:: What you have to do ::
Replace "rough mask" with "coarse mask" in the material, from its start through the line holding "positive clicks: (213, 384) (299, 378)", inclusive. Return only those lines with nothing else changed, and leave the pictures out.

:: Task input ::
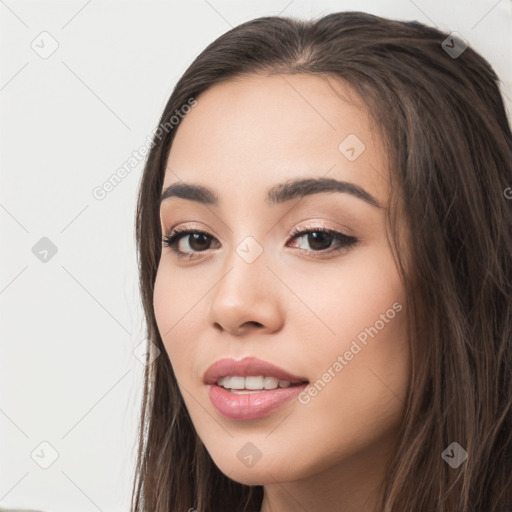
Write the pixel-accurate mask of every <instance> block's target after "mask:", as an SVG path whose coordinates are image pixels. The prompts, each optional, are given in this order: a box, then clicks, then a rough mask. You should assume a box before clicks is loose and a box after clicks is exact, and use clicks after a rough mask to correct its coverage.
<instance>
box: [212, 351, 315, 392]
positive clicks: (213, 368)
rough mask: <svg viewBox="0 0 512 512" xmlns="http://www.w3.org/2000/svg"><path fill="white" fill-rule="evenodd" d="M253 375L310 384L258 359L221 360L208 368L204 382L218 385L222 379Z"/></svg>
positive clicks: (213, 384) (299, 378)
mask: <svg viewBox="0 0 512 512" xmlns="http://www.w3.org/2000/svg"><path fill="white" fill-rule="evenodd" d="M251 375H254V376H258V375H263V376H264V377H274V378H276V379H278V380H287V381H289V382H291V383H292V384H300V383H303V382H308V379H307V378H306V377H300V376H297V375H292V374H291V373H289V372H287V371H286V370H283V369H282V368H280V367H279V366H276V365H274V364H272V363H269V362H268V361H263V360H262V359H258V358H257V357H244V358H243V359H239V360H237V359H233V358H224V359H220V360H218V361H216V362H215V363H213V364H212V365H211V366H209V367H208V369H207V370H206V372H205V374H204V376H203V382H204V383H205V384H213V385H216V384H217V380H218V379H220V378H221V377H227V376H239V377H249V376H251ZM283 389H285V388H283Z"/></svg>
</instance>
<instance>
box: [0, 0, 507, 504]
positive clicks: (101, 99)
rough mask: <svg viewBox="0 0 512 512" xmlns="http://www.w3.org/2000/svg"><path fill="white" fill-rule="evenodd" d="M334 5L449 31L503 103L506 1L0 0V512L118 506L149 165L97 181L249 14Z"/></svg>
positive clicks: (111, 168)
mask: <svg viewBox="0 0 512 512" xmlns="http://www.w3.org/2000/svg"><path fill="white" fill-rule="evenodd" d="M341 10H362V11H367V12H370V13H373V14H377V15H381V16H385V17H390V18H396V19H401V20H418V21H421V22H423V23H425V24H428V25H432V26H438V28H440V29H441V30H444V31H447V32H451V31H457V32H459V34H461V35H462V37H463V38H464V39H466V40H467V41H468V42H469V43H470V45H471V46H473V47H474V48H475V49H476V50H477V51H478V52H480V53H481V54H482V55H483V56H484V57H485V58H486V59H487V60H488V61H489V62H490V63H491V64H492V65H493V67H494V69H495V70H496V72H497V73H498V75H499V76H500V77H501V79H502V81H503V85H502V91H503V94H504V95H505V99H506V102H507V108H508V110H509V112H510V111H511V109H512V101H511V99H510V98H512V65H511V64H512V39H511V38H512V2H511V1H510V0H501V1H496V0H490V1H487V0H479V1H476V2H475V1H473V2H467V1H450V2H446V1H436V2H432V1H426V0H414V1H412V0H400V1H399V0H394V1H392V2H391V1H390V2H378V1H337V2H335V1H330V2H329V1H315V2H313V1H304V0H295V1H291V2H290V0H279V1H276V0H274V1H272V2H271V1H268V0H265V1H261V0H260V1H250V2H239V1H238V2H236V1H223V0H208V1H206V0H194V1H187V2H185V1H182V2H150V1H144V2H143V1H138V2H136V1H131V2H128V1H101V0H89V1H86V0H83V1H79V2H75V1H66V2H64V1H61V2H48V1H33V2H22V1H15V0H5V1H3V0H0V52H1V69H0V130H1V132H0V172H1V188H0V229H1V237H2V250H1V252H0V255H1V261H0V320H1V323H0V336H1V338H0V339H1V353H0V439H1V441H0V443H1V444H0V505H1V506H4V507H12V508H14V507H26V508H35V509H40V510H44V511H48V512H51V511H54V512H64V511H66V512H68V511H69V510H73V511H74V512H81V511H96V510H100V511H103V512H106V511H112V512H117V511H127V510H128V507H129V496H130V491H131V483H132V474H133V464H134V460H135V459H134V456H135V443H136V435H135V431H136V427H137V419H138V414H139V400H140V396H141V385H142V382H141V376H142V370H143V366H142V364H141V363H140V362H139V360H138V359H137V358H136V357H135V356H134V353H133V350H134V349H135V347H137V346H138V345H139V344H140V343H141V342H143V340H144V332H145V330H144V325H143V319H142V311H141V307H140V302H139V294H138V283H137V279H138V277H137V266H136V255H135V243H134V213H135V201H136V192H137V187H138V184H139V179H140V176H141V172H142V166H143V163H142V162H141V163H140V164H138V165H137V166H136V167H135V168H134V169H133V170H132V171H131V173H130V174H128V176H127V177H126V178H125V179H124V180H123V181H122V182H121V183H120V184H119V185H118V186H117V187H116V188H115V189H114V190H113V191H111V192H110V193H109V194H108V195H107V196H106V197H105V198H104V199H103V200H98V199H96V198H95V197H94V196H93V194H92V191H93V189H94V188H95V187H97V186H101V185H102V184H103V183H104V182H105V181H106V180H107V179H108V178H109V177H110V176H111V175H112V174H113V173H114V172H115V171H116V170H117V169H118V168H119V167H120V166H122V165H123V164H124V163H125V162H126V161H127V160H128V158H129V157H130V155H131V154H132V153H133V151H135V150H137V149H138V148H140V147H141V146H142V145H143V144H144V143H145V142H146V140H147V137H148V135H149V134H150V133H151V132H152V131H153V130H154V129H155V128H156V125H157V123H158V119H159V117H160V114H161V112H162V110H163V108H164V106H165V104H166V102H167V100H168V97H169V95H170V93H171V90H172V88H173V86H174V84H175V83H176V81H177V79H178V78H179V77H180V75H181V74H182V73H183V72H184V71H185V69H186V68H187V66H188V65H189V64H190V63H191V62H192V60H193V58H194V57H195V56H196V55H197V54H198V53H199V52H200V51H201V50H202V49H203V48H204V47H205V46H206V45H207V44H208V43H210V42H211V41H213V40H214V39H215V38H217V37H218V36H219V35H221V34H222V33H224V32H226V31H227V30H228V29H230V28H231V27H232V26H235V25H238V24H240V23H242V22H244V21H247V20H249V19H251V18H255V17H259V16H264V15H276V14H279V13H282V14H283V15H292V16H297V17H310V16H316V15H322V14H327V13H329V12H333V11H341ZM43 31H46V32H48V33H49V34H51V37H52V38H53V39H55V40H56V41H57V42H58V45H59V46H58V49H57V50H56V51H55V52H54V53H53V54H52V55H51V56H50V57H48V58H46V59H43V58H41V57H40V56H39V55H38V53H36V52H35V51H34V50H33V49H32V48H31V43H32V41H35V43H34V44H39V46H43V45H44V46H45V48H47V49H48V48H49V47H50V46H49V45H50V43H51V40H50V39H46V40H45V41H46V42H45V43H41V42H40V38H39V39H38V36H39V34H40V33H41V32H43ZM42 37H46V38H48V37H49V36H42ZM38 41H39V43H38ZM511 185H512V184H511ZM42 237H47V238H48V239H50V240H51V242H52V243H53V244H54V245H55V246H56V247H57V253H56V254H55V255H54V256H53V257H51V258H50V259H49V260H48V261H47V262H42V261H40V259H38V258H37V257H36V256H35V255H34V254H33V252H32V248H33V247H34V245H35V244H36V243H37V242H38V241H39V240H40V239H41V238H42ZM136 353H139V352H136ZM43 441H46V442H47V443H49V444H50V445H51V446H52V447H53V448H54V449H55V450H56V451H57V453H58V458H57V459H56V460H55V462H54V463H53V464H52V465H51V466H50V467H48V469H42V468H41V467H40V466H39V465H38V464H36V462H35V461H34V460H33V458H31V454H32V453H33V451H34V450H36V451H35V455H34V458H35V459H36V460H39V461H41V462H42V463H44V462H45V460H46V462H50V457H51V449H50V448H48V446H46V445H42V446H40V443H41V442H43Z"/></svg>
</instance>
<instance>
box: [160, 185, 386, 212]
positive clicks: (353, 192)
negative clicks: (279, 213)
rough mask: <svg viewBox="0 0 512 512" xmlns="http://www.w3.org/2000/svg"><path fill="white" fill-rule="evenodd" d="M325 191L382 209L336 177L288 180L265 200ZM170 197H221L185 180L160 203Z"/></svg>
mask: <svg viewBox="0 0 512 512" xmlns="http://www.w3.org/2000/svg"><path fill="white" fill-rule="evenodd" d="M322 192H341V193H345V194H350V195H352V196H354V197H357V198H358V199H361V200H363V201H365V202H367V203H368V204H370V205H372V206H375V207H376V208H382V205H381V203H380V202H379V201H377V199H376V198H375V197H373V196H372V195H371V194H370V193H369V192H367V191H366V190H365V189H364V188H362V187H360V186H359V185H355V184H354V183H349V182H348V181H339V180H335V179H333V178H322V177H320V178H303V179H292V180H288V181H286V182H285V183H280V184H278V185H274V186H272V187H271V188H269V189H268V190H267V194H266V197H265V202H266V203H267V204H269V205H275V204H281V203H285V202H286V201H290V200H292V199H295V198H297V197H306V196H309V195H312V194H319V193H322ZM171 197H178V198H181V199H188V200H190V201H196V202H198V203H201V204H204V205H209V206H214V207H217V206H218V205H219V198H218V196H217V195H216V194H215V192H214V191H213V190H212V189H210V188H208V187H205V186H204V185H198V184H194V183H185V182H183V181H180V182H177V183H173V184H172V185H169V186H168V187H166V188H165V190H164V191H163V193H162V196H161V198H160V205H161V204H162V203H163V202H164V201H165V200H166V199H169V198H171Z"/></svg>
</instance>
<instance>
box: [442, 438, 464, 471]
mask: <svg viewBox="0 0 512 512" xmlns="http://www.w3.org/2000/svg"><path fill="white" fill-rule="evenodd" d="M441 457H442V458H443V460H444V461H445V462H447V463H448V464H449V465H450V466H451V467H452V468H453V469H457V468H458V467H459V466H460V465H461V464H462V463H463V462H464V461H465V460H466V459H467V458H468V452H467V451H466V450H464V448H462V446H461V445H460V444H459V443H457V442H456V441H454V442H453V443H451V444H450V445H448V447H447V448H446V449H445V450H444V452H443V453H442V454H441Z"/></svg>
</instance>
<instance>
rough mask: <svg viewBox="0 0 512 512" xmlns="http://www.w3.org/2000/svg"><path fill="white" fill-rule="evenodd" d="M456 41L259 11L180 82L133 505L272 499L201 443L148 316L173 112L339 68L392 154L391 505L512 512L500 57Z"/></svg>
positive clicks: (145, 194)
mask: <svg viewBox="0 0 512 512" xmlns="http://www.w3.org/2000/svg"><path fill="white" fill-rule="evenodd" d="M449 37H450V36H449V35H448V34H446V33H443V32H441V31H439V30H436V29H434V28H430V27H427V26H425V25H422V24H420V23H418V22H400V21H395V20H389V19H385V18H381V17H378V16H374V15H371V14H367V13H362V12H341V13H334V14H329V15H327V16H324V17H321V18H319V19H316V20H311V21H309V20H308V21H304V20H297V19H293V18H285V17H275V16H272V17H263V18H259V19H255V20H252V21H249V22H246V23H244V24H242V25H239V26H238V27H235V28H234V29H232V30H230V31H229V32H227V33H225V34H224V35H222V36H221V37H219V38H218V39H217V40H215V41H214V42H213V43H211V44H210V45H209V46H208V47H207V48H206V49H205V50H204V51H203V52H202V53H201V54H200V55H199V56H198V57H197V58H196V59H195V60H194V62H193V63H192V64H191V65H190V67H189V68H188V69H187V70H186V72H185V73H184V75H183V76H182V77H181V79H180V80H179V81H178V83H177V85H176V86H175V88H174V90H173V92H172V95H171V97H170V99H169V101H168V103H167V106H166V107H165V110H164V112H163V114H162V117H161V120H160V125H161V126H163V125H166V123H167V125H166V126H167V127H168V128H169V126H170V127H171V128H170V129H166V130H165V133H164V131H162V130H159V131H158V132H156V133H155V136H154V138H153V146H152V148H151V151H150V152H149V155H148V158H147V162H146V166H145V168H144V172H143V175H142V178H141V183H140V191H139V197H138V205H137V213H136V237H137V249H138V254H137V256H138V261H139V270H140V290H141V295H142V302H143V307H144V311H145V318H146V321H147V339H148V343H153V344H155V345H156V346H157V347H158V348H159V349H160V351H161V352H162V354H161V355H160V357H158V358H157V359H156V360H155V361H154V362H153V363H152V364H147V365H146V370H145V376H144V396H143V403H142V410H141V416H140V431H139V436H140V437H139V446H138V460H137V466H136V473H135V478H134V483H133V494H132V511H133V512H142V511H147V512H169V511H172V512H177V511H179V512H181V511H183V512H187V511H188V510H189V509H196V510H198V511H199V512H232V511H233V512H234V511H237V512H240V511H244V512H247V511H254V512H257V511H259V510H260V507H261V502H262V497H263V487H262V486H247V485H242V484H240V483H237V482H234V481H232V480H231V479H229V478H228V477H226V476H225V475H224V474H223V473H222V472H221V471H220V470H219V469H218V468H217V467H216V466H215V464H214V463H213V461H212V459H211V458H210V456H209V454H208V452H207V450H206V449H205V446H204V445H203V444H202V442H201V440H200V439H199V438H198V436H197V434H196V432H195V429H194V426H193V424H192V422H191V419H190V417H189V415H188V412H187V409H186V407H185V405H184V402H183V399H182V397H181V395H180V392H179V388H178V386H177V382H176V378H175V375H174V373H173V370H172V366H171V364H170V361H169V358H168V356H167V353H166V352H165V348H164V346H163V343H162V339H161V337H160V334H159V332H158V329H157V324H156V321H155V316H154V311H153V287H154V282H155V276H156V271H157V266H158V263H159V258H160V254H161V241H162V233H161V230H160V217H159V199H160V194H161V190H162V185H163V179H164V172H165V164H166V159H167V155H168V153H169V149H170V147H171V144H172V140H173V137H174V135H175V133H176V130H177V129H178V128H179V123H178V124H175V123H176V121H175V120H174V121H173V122H171V118H172V117H173V116H176V110H178V111H180V109H182V107H183V105H186V104H190V103H189V102H191V99H196V98H198V100H197V101H198V102H200V101H201V100H200V98H199V96H200V94H201V93H202V92H204V91H205V90H206V89H208V88H209V87H211V86H212V85H214V84H218V83H220V82H222V81H226V80H229V79H231V78H234V77H240V76H244V75H247V74H252V73H264V74H268V75H271V74H276V73H282V74H291V73H309V74H316V75H318V76H324V77H330V78H334V79H336V80H341V81H344V82H345V83H347V84H348V85H350V86H351V87H352V88H353V89H354V90H355V91H356V92H357V93H358V94H359V95H360V96H361V98H362V99H363V100H364V102H365V104H366V106H367V107H368V110H369V112H370V114H371V115H372V116H373V118H374V121H375V122H376V123H378V126H379V129H380V132H381V134H382V138H383V141H384V143H385V145H386V147H387V150H388V157H389V169H390V170H391V177H390V179H391V183H392V187H391V189H392V193H391V197H390V202H389V207H388V209H387V210H386V214H387V223H388V228H389V232H391V234H392V236H391V237H390V242H391V243H392V249H393V254H394V257H395V261H396V263H397V267H398V269H399V271H400V273H401V276H402V279H403V283H404V287H405V291H406V298H407V304H408V308H407V311H408V340H409V345H410V351H411V357H412V359H411V369H410V388H409V391H408V395H407V397H406V413H405V416H404V419H403V423H402V425H401V430H400V433H399V445H398V449H397V450H396V453H395V454H394V457H393V459H392V460H390V461H389V466H388V471H387V473H386V481H385V482H384V484H383V487H382V504H381V508H380V509H379V510H382V511H383V512H403V511H417V512H420V511H421V512H434V511H437V512H510V511H512V340H511V326H512V315H511V296H512V257H511V251H512V212H511V209H512V200H510V195H511V194H512V190H511V189H510V188H509V187H512V135H511V131H510V125H509V122H508V119H507V116H506V112H505V108H504V104H503V99H502V97H501V95H500V92H499V79H498V77H497V76H496V74H495V72H494V70H493V69H492V67H491V65H490V64H489V63H488V62H487V61H486V60H485V59H484V58H482V57H481V56H480V55H479V54H478V53H476V52H475V51H474V50H473V49H472V48H471V47H467V48H466V49H465V50H464V51H462V53H460V52H459V53H460V54H459V55H456V54H455V55H454V54H453V52H452V53H451V54H450V51H449V49H450V48H456V49H459V50H460V49H463V46H461V43H460V40H454V39H449ZM447 38H448V39H447ZM446 41H448V43H449V44H447V43H446ZM174 119H176V118H174ZM171 125H172V126H171ZM212 129H214V128H213V127H212ZM507 192H508V193H507ZM400 223H402V224H403V225H407V227H408V234H409V235H408V237H407V242H406V241H405V238H401V236H400V230H399V229H398V226H399V224H400ZM405 254H407V255H408V259H409V257H410V261H408V262H405V261H404V255H405ZM406 263H407V264H406ZM452 442H457V443H458V444H459V445H460V446H461V447H462V448H463V449H464V450H465V451H466V452H467V453H468V457H467V459H466V460H465V461H464V462H463V463H462V464H461V465H460V466H458V467H457V468H453V467H451V465H449V464H448V463H447V462H445V459H444V458H443V457H442V454H443V452H445V449H446V448H447V447H449V446H450V445H451V443H452Z"/></svg>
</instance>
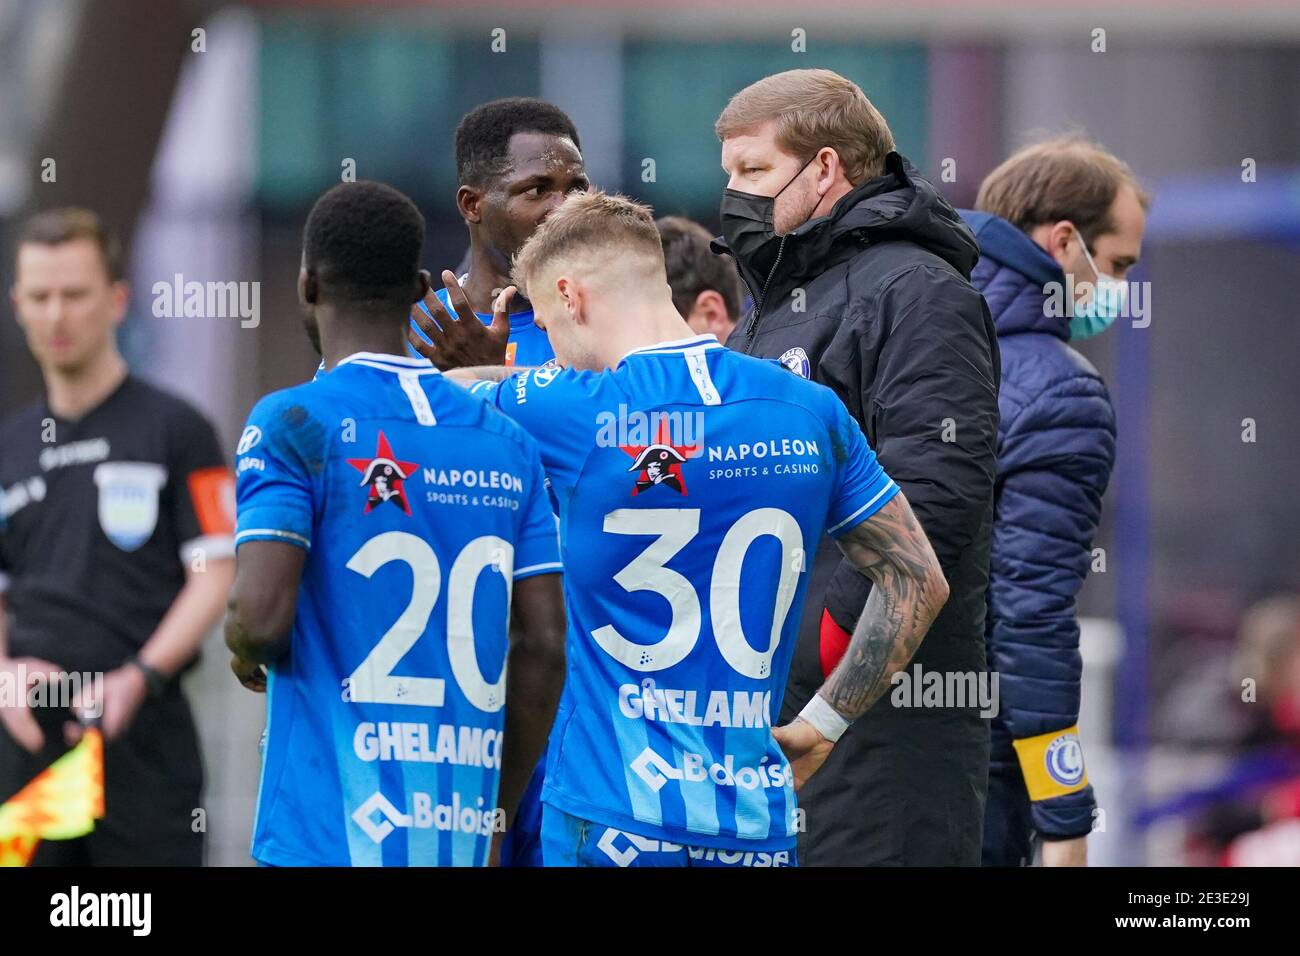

:: Worked solution ::
Write the pixel-accurate mask of every <instance> block's target after "mask:", as an SVG path whose coordinates are image pixels. The prompts, each optional, are given in this order: a box, then clicks, then a coarse mask. You should assume a box before clicks is loose and a box after clicks is exact, and use clicks after a coarse mask to correct its coverage.
<instance>
box: [212, 351, 315, 392]
positive clicks: (213, 368)
coarse mask: <svg viewBox="0 0 512 512" xmlns="http://www.w3.org/2000/svg"><path fill="white" fill-rule="evenodd" d="M253 375L310 384L258 359L221 360L208 368L204 382L218 385L222 379Z"/></svg>
positive clicks: (213, 384) (299, 378)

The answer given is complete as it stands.